----- Data for this task -----

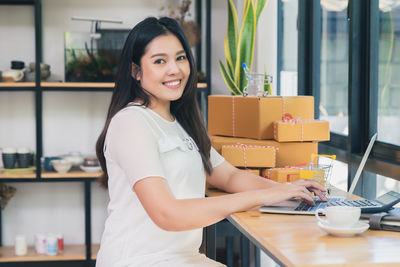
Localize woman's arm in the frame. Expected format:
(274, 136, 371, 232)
(134, 175, 317, 232)
(207, 161, 278, 192)
(207, 161, 327, 200)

-----

*Activity:* Verbatim reproduction of every entry is needed, with the images left out.

*Answer space:*
Localize woman's arm in the frame. Expected format:
(274, 136, 371, 232)
(134, 175, 317, 232)
(207, 161, 278, 192)
(207, 161, 327, 200)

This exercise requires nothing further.